Zehn Jahre ist das her. Seitdem hat die Branche ein paar Gänge zurückgeschaltet. Der Absatz der Nachrüst-Navis sank auf rund eine Million Geräte deutschlandweit, der Umsatz mit rund 175 Millionen Euro sogar auf nur noch ein knappes Fünftel. Auch weltweit kannte die Entwicklung nur eine Richtung: abwärts!

Denn das Massengeschäft mit den gut handtellergroßen Geräten wurde zwischen zwei Trends zerrieben: Zum einen übernahmen Smartphones – nach der Rolle der Fotoapparate, der Musikspieler oder der E-Book-Reader – auch noch die Funktion der Navigationsgeräte. Dank konstant fallender Preise für mobile Daten lassen sich heute immer mehr Reisende im Alltag vom Handy zum Ziel lotsen. Sofern sie – das ist der zweite Trend – nicht längst fest eingebaute Routenführer im Fahrzeug haben. Die sind längst vom Luxuszubehör zur Basisausrüstung vieler Neuwagen geworden.

Schriftliche Aufgabe 1: Welche Gerätearten hat das Smartphone laut dem Text über Nachrüst-Navis in ihrer Rolle bzw. Funktion abgelöst? Nenne alle.
Schriftliche Aufgabe 2: Führe den Text über Nachrüst-Navis nach seinem letzten Satz weiter.
Das anschließende Material ist vom Text über Nachrüst-Navis unabhängig.

Datensatzabschnitt:
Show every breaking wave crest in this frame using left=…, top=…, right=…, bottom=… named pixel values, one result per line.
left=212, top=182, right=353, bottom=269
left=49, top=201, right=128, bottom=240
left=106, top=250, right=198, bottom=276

Schriftliche Antwort 1: Fotoapparate, Musikspieler, E-Book-Reader und Navigationsgeräte.

Schriftliche Antwort 2:
Absturz vom Börsen-Olymp

Den beiden Branchenriesen, Garmin aus den USA und TomTom aus den Niederlanden, hat der Umbruch des Marktes - parallel zur globalen Wirtschaftskrise nach der Pleite der Investmentbank Lehman Brothers - einen drastischen Einbruch der Börsenkurse beschert. Garmin verlor zeitweise fast 87 Prozent seines Wertes, TomTom stürzte gar um rund 97 Prozent ab. Die Entwicklung zwang beide Unternehmen zur radikalen Neudefinition ihrer Kerngeschäfte.

Die Konzerne haben dabei ganz unterschiedliche Strategien gewählt.

Zwar präsentierten beide Hersteller vor wenigen Tagen auf der Elektronikmesse IFA in Berlin noch immer neue Generationen ihrer Navigationsgehilfen. Und auch auf der Motormesse IAA Frankfurt, werden beide Hersteller vertreten sein. Aber ganz anders als es das klassische Geschäftsmodell erwarten ließe.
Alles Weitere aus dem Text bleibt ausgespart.